Let's go take a look at the next shot.
We are in the Indian Ocean at Mussel Bay,
just outside Cape Town, South Africa.
Yeah, we are gonna see the great white!
[Arnold] I couldn't believe
Marcia was gonna get
into the water with a great white shark.
Oh god, here it is, here it is!
-No, no.
-[Arnold] Nope.
It doesn't seem safe.
Arnold, can you go?
What?
You-you just said it doesn't seem safe.
It's just not safe for me.
-[man] Hell yeah.
-All right, that'll be good.
Okay.
[water splashing]
You okay, Arnold?
[singing indistinctly]
[hair dryer blowing]
When I saw you down in that shark cage,
I lost my love for meat.
I mean, if I ate shark,
I'd literally be eating you
if a shark ate you.
God.
The odds of eating a
shark that ate a person
are probably really small.
Doesn't matter.
I can't risk being a cannibal.
[]
[Arnold] Okay, so what diet now?
Well, I'm thinking vegetarian.
How am I gonna eat all
these beautiful plants?
[Arnold] Eat the ugly ones like carrots.
I know, but they all have energy.
I mean, maybe they feel it.
Plants don't feel.
Actually, plants do feel
when you rip 'em out.
-What?
-What?
Yeah, look it up, carrots scream.
My God, I hope he's wrong.
Did you know that carrots scream?
Yeah, like plants and vegetables, I think.
Did you just hear that?
Did you just hear that?
Marcia, it's on the internet.
It has to be true.
Not everything on the internet is true.
Not true.
It's not true, camera man.
[light music]
I'm impressed you're not drinking.
Yeah, you're really taking
this diet thing seriously.
Yeah.
So what are you gonna eat?
I don't know.
Hi, welcome back.
Nice to see you again.
Is it?
Uh, what can I get you?
Um, I don't know.
Arnold, will you go first?
I'll have the salmon, please.
Great.
And I'll have the rib eye.
Oh, oh, oh, wonderful.
[restaurant chatter]
Wow, the steak?
What kind of diet is that?
No, you know what?
Don't even tell me.
I'm just glad you figured it out.
[Waitress] Here we go.
[exhales]
You really like the smell of that.
Smells so good.
Are you gonna eat it or...
No, I'm just gonna smell it.

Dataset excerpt

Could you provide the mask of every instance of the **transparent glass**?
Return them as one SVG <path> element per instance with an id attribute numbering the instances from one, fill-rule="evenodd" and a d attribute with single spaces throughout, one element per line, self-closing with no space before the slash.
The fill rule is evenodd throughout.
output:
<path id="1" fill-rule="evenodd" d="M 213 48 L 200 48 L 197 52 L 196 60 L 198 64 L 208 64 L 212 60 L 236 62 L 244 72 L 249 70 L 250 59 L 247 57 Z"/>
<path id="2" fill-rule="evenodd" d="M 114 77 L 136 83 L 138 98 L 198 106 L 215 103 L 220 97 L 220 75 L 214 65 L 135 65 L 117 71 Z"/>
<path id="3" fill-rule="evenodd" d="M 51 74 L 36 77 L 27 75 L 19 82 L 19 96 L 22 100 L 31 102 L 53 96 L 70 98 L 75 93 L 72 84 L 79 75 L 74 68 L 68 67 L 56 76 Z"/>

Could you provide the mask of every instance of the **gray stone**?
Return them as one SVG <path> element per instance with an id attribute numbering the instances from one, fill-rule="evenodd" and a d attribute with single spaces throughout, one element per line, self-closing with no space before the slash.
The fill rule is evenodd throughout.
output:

The tasks:
a) List every place name that appears in the transcript about Marcia's shark dive and diet.
b) Repeat a part of the transcript about Marcia's shark dive and diet, beginning at the words that include "Arnold, will you" and stopping after "Here we go.".
c) Write the next part of the transcript about Marcia's shark dive and diet, picking up after its final line.

Answers for the tasks:
a) Indian Ocean, Mussel Bay, Cape Town, South Africa

b)
Arnold, will you go first?
I'll have the salmon, please.
Great.
And I'll have the rib eye.
Oh, oh, oh, wonderful.
[restaurant chatter]
Wow, the steak?
What kind of diet is that?
No, you know what?
Don't even tell me.
I'm just glad you figured it out.
[Waitress] Here we go.

c)
[sniffs]
I'm on the air diet.
It's kinda like a breatharian.
I have no idea what
either of those things are.
It tricks the mind into thinking you ate,
and then I don't have to
eat any animals or plants.
But they still had to kill
that cow to make the steak,
and they had to pull those vegetables.
I didn't think about that.
[Arnold] Desperate times
call for desperate measures.
So I got a little sneaky
and called her sister.
[Kat laughing]
[Kat] That's new.
No, it's not funny.
I'm worried she's gonna starve.
[Kat] She won't starve.
When she gets hungry enough, she'll eat.
You should be worried
about how sick she'll get
when she loses her will
and eats everything in sight.
-It's not pretty.
-Great.
[Kat] Just don't indulge her.
Eat everything she
likes right in front of her.
-She'll break.
-Thanks.
[Kat] Good luck.
[upbeat music]
[Arnold] Good morning.
No, it isn't.
I can't believe you're gonna eat
that big breakfast in front of me.
Oh no, no, I just wanted
to give you something good
to smell this morning.
Smelling diet didn't work.
I'm a fruitarian.
Oh, no?
Perfect.
A fruitarian only eats fruit
that has fallen off the tree.
Did that banana fall off?
-Yes.
-No, it didn't.
I can tell by the way you said that.
I mean, it could have.
I mean, maybe a monkey
knocked it off the tree.
Doubtful, so because I'm not gonna eat,
let's just go see the ostriches.
Can you believe ostrich meat
is the number one selling
meat in this country?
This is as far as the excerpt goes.